# WORK TO COMPLETE
a - Answer these about the forum thread on moving a Rogers SIM from a Blackberry to an iPhone:
(i) According to dona83, what is a Blackberry data plan incompatible with?
(ii) According to mixedup, which features will the SIM card not work for?
(iii) What does Oakbridge say is now working fine?
b - Quote the stretch from "# Rogers SIM" through "Is this correct?" in the forum thread on moving a Rogers SIM from a Blackberry to an iPhone, unchanged.
c - What might the next post in the forum thread on moving a Rogers SIM from a Blackberry to an iPhone say? Write it, picking up after the final post shown.

# Rogers SIM w/Blackberry



## Oakbridge (Mar 8, 2005)

Is there anything different about a SIM card that is in a Blackberry? Can I use that SIM in the iPhone with one of the software unlocks and if so, is there one that is recommended over the others?

I'm making the assumption that because the SIM in my Blackberry is currently activated with Rogers, that it is the one that I'd put into my iPhone at some point during the unlock procedure. Is this correct?

Thanks in advance.


----------



## dona83 (Jun 26, 2005)

Your Blackberry data plan is incompatible with every other phone out there, and likewise regular data plans are incompatible with Blackberries.


----------



## mixedup (Jul 4, 2004)

that being said, the SIM card itself will work for all but the blackberry features (i.e. it's no different than a regular rogers SIM).


----------



## Oakbridge (Mar 8, 2005)

mixedup said:


> that being said, the SIM card itself will work for all but the blackberry features (i.e. it's no different than a regular rogers SIM).


Thanks, that's the answer I was looking for. I've now got an unlocked iPhone working fine for me. 

BTW, dona83 while I appreciate the response, you might want to read the question that was actually asked. I've been guilty of making the same mistake myself. (smiles)

# INFORMATION PROVIDED
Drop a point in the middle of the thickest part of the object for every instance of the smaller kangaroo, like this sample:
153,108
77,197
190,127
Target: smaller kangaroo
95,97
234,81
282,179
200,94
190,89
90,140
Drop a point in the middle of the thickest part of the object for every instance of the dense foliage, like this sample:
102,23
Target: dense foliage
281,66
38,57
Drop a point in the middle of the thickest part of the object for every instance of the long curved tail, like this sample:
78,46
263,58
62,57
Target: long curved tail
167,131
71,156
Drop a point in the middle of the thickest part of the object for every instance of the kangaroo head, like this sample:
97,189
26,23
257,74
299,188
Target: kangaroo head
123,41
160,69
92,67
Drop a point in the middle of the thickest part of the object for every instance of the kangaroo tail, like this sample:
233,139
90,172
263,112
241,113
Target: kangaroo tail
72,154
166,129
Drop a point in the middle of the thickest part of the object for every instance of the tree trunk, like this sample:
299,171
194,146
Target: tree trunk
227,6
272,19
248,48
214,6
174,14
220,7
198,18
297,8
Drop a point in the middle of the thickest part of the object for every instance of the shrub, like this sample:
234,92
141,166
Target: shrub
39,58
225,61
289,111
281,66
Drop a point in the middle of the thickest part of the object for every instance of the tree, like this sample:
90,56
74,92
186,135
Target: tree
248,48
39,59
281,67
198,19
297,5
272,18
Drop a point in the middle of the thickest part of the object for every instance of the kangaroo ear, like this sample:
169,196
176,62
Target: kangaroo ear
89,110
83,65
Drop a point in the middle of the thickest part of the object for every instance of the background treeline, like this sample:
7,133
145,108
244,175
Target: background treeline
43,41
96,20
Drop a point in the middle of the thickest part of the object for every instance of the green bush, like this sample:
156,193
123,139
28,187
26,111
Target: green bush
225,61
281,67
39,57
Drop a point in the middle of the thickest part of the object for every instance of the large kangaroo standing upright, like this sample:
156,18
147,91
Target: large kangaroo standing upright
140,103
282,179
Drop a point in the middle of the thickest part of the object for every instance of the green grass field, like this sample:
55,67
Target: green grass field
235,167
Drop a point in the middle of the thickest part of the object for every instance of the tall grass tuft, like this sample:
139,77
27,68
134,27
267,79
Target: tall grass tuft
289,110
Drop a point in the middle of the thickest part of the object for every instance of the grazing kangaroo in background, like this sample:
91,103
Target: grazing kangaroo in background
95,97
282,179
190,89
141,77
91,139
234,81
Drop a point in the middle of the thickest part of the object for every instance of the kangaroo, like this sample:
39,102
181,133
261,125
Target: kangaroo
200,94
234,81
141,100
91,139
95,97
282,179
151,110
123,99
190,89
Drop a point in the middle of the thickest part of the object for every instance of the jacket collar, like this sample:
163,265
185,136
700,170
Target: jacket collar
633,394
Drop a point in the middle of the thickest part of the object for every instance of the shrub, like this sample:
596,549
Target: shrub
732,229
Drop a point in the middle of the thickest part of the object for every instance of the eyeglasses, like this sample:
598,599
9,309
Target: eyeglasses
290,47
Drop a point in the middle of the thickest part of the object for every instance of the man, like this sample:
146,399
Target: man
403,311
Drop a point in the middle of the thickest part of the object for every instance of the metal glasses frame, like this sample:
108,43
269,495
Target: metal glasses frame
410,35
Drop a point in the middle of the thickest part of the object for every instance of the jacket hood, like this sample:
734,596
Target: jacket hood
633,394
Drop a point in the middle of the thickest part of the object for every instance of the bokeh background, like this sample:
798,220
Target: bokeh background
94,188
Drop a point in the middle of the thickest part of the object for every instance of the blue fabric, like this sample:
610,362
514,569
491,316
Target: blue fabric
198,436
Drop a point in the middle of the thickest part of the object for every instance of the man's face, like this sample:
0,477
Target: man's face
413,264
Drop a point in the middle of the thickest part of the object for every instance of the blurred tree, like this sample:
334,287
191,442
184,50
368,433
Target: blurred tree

# RESULTS FOR EACH TASK
a -
(i) Every other phone out there.
(ii) The blackberry features.
(iii) An unlocked iPhone.

b -
# Rogers SIM w/Blackberry



## Oakbridge (Mar 8, 2005)

Is there anything different about a SIM card that is in a Blackberry? Can I use that SIM in the iPhone with one of the software unlocks and if so, is there one that is recommended over the others?

I'm making the assumption that because the SIM in my Blackberry is currently activated with Rogers, that it is the one that I'd put into my iPhone at some point during the unlock procedure. Is this correct?

c -
----------



## Oakbridge (Mar 8, 2005)

dona83 said:


> Your Blackberry data plan is incompatible with every other phone out there, and likewise regular data plans are incompatible with Blackberries.


Okay now I do have a question on data plans. I'm currently on a Blackberry month to month plan that I signed up for back in July. I guess I'm getting the unlimited Data Usage Bonus free for 3 months. Can this be used now that I've switched my SIM into the iPhone? 

This way I can play with it at no charge to me for the balance of the month and get a feel for what I'm using to check email, surf, etc.


----------



## mobyl (Sep 18, 2007)

dona83 said:


> Your Blackberry data plan is incompatible with every other phone out there, and likewise regular data plans are incompatible with Blackberries.


Not sure what you mean by this - could you clarify pls?
I took my Rogers SIM out of my 8700 BB and put it into my recently unlocked iPhone. I entered in the username and password for EDGE and had full access immediately. I made sure that Wifi was off - I was able to access mail, internet, etc.


----------



## aj21 (Sep 18, 2007)

Where did u get the username and password for EDGE?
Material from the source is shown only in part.